## ARBEITSAUFTRAG 1
Geben Sie aus der Beschlussvorlage den Abschnitt unverändert wieder, der mit den Worten „5.   Die Verwaltung“ beginnt und mit „Eltern geführt hat.“ schließt.
## ARBEITSAUFTRAG 2
Beantworten Sie anhand der Beschlussvorlage die folgenden Fragen:
(a) Welche Nummer trägt die Vorlage?
(b) Für welche Schuljahre soll an der Euregio Gesamtschule ein 6. Zug eingerichtet werden?
(c) Nach Ablauf welchen Zeitraums soll die Verwaltung über Veränderungen im Anmeldeverhalten der Eltern berichten?

## TEXTAUSZUG
════════════════
Betreff
Perspektiven der Gesamtschulentwicklung in der Stadt Rheine Ergänzende Expertise zur Schulentwicklungsplanung aus 2006/2007
Vorlage
344/08
Aktenzeichen
II-1-40-ree
Art
Beschlussvorlage

Beschlussvorschlag/Empfehlung:

 

1.   Der Schulausschuss nimmt die ergänzende Expertise zur Schulentwicklungsplanung 2006/2007 vom 4. August 2008 zu Perspektiven der Gesamtschulentwicklung in der Stadt Rheine zur Kenntnis.

 

2.   Der Schulausschuss lehnt die Einrichtung einer zweiten Gesamtschule für Rheine ab.

3.   Der Schulausschuss beschließt die Einrichtung eines 6. Zuges an der Euregio Gesamtschule für die Schuljahre 2009/2010 und 2010/2011. Er beauftragt die Verwaltung, die schulorganisatorischen Maßnahmen in Absprache mit der Bezirksregierung und der Schulleitung umzusetzen.

4.   Er beauftragt die Verwaltung mit den Schulaufsichtsbehörden die Expertise zu besprechen und zu klären, unter welchen schulrechtlichen Aspekten Handlungsmöglichkeiten bestehen, um den derzeitigen Anmeldeüberhang zu verringern. Insbesondere sollen unter dem Gesichtspunkt der generell zurückgehenden Schülerzahlen erörtert werden:

a)  Verbundlösungen von Haupt- und Realschule

b)  Möglichkeiten von Schulversuchen zur Durchlässigkeit im bestehenden
     3-gliedrigen Schulsysteme

5.   Die Verwaltung wird beauftragt, nach Ablauf von zwei Jahren zu berichten, ob die Einführung von weiterführenden Ganztagsschulen zu Veränderungen im Anmeldeverhalten der Eltern geführt hat.
════════════════
## DATENABSCHNITT
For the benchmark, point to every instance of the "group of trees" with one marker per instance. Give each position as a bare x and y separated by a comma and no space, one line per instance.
════════════════
## VOLLSTÄNDIGE AUSGABE 1
5.   Die Verwaltung wird beauftragt, nach Ablauf von zwei Jahren zu berichten, ob die Einführung von weiterführenden Ganztagsschulen zu Veränderungen im Anmeldeverhalten der Eltern geführt hat.

## VOLLSTÄNDIGE AUSGABE 2
(a) 344/08
(b) 2009/2010 und 2010/2011
(c) Nach Ablauf von zwei Jahren